■ **Exercise objective**:
In the records below, find the line containing "If you would be willing to mark the ticket", then extract that line and all subsequent lines exactly, leaving out everything else.

■ **Information provided**:

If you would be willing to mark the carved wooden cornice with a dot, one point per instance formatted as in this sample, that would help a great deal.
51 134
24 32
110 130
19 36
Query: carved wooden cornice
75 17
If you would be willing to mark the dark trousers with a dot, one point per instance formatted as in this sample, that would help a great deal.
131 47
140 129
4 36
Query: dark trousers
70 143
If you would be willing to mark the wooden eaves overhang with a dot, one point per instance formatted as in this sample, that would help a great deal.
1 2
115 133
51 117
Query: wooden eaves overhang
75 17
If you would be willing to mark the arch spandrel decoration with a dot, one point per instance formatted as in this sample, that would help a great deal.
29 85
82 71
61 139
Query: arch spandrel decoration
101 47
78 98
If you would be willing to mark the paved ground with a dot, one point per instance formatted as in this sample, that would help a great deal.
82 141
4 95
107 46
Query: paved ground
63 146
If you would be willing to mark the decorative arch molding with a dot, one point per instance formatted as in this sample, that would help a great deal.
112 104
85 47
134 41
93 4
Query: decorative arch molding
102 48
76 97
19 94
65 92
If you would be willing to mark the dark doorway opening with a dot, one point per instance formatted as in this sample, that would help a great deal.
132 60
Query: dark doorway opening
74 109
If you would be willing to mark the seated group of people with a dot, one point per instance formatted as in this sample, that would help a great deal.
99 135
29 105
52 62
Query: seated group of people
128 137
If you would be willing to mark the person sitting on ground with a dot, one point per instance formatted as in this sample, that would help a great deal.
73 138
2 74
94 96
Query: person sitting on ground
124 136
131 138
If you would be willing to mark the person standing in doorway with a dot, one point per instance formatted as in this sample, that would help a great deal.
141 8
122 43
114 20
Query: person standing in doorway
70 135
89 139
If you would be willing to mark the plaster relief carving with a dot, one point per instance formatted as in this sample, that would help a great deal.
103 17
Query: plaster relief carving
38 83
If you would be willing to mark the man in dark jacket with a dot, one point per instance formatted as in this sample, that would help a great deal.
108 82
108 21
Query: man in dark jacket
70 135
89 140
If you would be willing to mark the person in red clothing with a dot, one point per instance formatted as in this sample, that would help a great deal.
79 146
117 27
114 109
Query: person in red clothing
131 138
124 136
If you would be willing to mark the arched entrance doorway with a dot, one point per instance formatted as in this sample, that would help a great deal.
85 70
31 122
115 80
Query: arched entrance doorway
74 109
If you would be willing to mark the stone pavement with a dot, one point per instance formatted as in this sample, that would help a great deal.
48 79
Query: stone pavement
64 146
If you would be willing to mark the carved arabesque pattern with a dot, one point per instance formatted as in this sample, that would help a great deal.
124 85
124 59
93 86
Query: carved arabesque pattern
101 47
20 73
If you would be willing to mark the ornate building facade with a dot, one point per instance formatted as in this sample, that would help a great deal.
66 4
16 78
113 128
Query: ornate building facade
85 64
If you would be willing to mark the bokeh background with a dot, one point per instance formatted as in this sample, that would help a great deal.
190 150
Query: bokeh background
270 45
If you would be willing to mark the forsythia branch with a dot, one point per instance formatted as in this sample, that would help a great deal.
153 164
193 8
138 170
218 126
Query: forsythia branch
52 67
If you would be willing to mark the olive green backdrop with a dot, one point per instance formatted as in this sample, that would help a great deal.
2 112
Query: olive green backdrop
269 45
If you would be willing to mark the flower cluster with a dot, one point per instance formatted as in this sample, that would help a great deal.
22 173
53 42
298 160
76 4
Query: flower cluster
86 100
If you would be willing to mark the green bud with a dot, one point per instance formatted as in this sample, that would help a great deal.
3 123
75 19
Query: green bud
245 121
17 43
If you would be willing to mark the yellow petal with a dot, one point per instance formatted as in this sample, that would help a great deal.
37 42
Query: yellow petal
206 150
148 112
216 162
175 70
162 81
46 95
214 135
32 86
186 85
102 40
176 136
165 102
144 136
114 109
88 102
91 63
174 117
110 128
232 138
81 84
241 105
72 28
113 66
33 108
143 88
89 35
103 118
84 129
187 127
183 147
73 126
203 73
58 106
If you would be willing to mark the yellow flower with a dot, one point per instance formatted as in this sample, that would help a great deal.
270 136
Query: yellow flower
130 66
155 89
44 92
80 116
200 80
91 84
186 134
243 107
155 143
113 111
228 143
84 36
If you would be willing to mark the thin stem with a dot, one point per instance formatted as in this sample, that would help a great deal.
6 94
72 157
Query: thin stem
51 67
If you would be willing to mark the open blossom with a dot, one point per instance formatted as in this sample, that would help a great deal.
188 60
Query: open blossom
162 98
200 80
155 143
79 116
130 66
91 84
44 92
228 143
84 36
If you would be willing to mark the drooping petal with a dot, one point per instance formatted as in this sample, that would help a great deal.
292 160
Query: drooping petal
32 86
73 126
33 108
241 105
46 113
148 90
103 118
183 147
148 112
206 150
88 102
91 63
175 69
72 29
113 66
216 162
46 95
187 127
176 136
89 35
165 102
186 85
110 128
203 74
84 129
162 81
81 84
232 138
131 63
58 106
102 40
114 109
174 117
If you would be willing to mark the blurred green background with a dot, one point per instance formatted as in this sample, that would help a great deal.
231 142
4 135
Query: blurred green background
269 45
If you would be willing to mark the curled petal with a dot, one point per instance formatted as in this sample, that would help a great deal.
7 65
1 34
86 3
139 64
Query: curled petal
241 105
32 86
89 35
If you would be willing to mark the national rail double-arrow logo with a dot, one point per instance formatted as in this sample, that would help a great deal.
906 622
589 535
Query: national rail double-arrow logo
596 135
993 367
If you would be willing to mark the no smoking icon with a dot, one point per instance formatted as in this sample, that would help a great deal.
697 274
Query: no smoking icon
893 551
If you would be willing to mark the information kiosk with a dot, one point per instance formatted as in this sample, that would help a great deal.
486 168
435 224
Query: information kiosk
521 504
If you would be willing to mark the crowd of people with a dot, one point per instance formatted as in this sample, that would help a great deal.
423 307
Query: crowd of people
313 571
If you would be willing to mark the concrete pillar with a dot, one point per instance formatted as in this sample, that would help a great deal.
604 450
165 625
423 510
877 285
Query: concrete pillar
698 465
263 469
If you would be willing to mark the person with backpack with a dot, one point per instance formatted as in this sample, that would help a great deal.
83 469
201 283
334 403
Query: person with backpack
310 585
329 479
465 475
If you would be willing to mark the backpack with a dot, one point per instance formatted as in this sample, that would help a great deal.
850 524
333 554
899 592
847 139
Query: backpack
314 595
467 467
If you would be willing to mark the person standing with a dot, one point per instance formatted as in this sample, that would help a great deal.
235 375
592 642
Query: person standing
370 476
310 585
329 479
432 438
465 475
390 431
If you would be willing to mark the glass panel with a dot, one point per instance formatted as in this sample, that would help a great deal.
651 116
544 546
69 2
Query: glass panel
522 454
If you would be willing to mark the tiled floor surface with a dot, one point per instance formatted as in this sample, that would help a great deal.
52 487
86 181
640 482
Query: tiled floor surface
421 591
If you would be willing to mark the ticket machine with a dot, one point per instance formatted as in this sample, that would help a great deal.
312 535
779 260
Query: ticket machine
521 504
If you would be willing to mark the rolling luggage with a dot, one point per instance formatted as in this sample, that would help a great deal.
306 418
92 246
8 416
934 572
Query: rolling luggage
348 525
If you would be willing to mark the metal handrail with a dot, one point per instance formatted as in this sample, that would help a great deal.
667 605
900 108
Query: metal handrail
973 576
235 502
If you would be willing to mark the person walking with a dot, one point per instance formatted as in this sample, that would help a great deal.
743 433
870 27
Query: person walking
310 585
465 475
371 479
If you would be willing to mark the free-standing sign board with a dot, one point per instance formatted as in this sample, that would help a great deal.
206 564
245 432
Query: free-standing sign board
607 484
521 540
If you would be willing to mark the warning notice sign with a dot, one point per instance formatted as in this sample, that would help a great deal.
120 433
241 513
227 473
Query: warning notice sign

■ **The output**:
If you would be willing to mark the ticket machine with a dot, one point per instance formatted as in this sample, that would help a great deal.
312 535
779 260
Query: ticket machine
521 504
If you would be willing to mark the rolling luggage with a dot, one point per instance formatted as in this sample, that would help a great deal.
306 418
92 246
8 416
934 572
Query: rolling luggage
348 525
If you would be willing to mark the metal handrail with a dot, one point per instance formatted as in this sample, that would help a great deal.
667 605
900 108
Query: metal handrail
973 576
235 502
If you would be willing to mark the person walking with a dot, one point per instance formatted as in this sample, that would help a great deal.
743 433
870 27
Query: person walking
310 585
465 475
371 479
If you would be willing to mark the free-standing sign board with a dot, one point per instance formatted as in this sample, that would help a great deal.
206 564
245 432
Query: free-standing sign board
607 484
521 540
If you would be willing to mark the warning notice sign with a dot, one point per instance formatted as in this sample, that would help a great deal.
120 433
241 513
227 473
Query: warning notice sign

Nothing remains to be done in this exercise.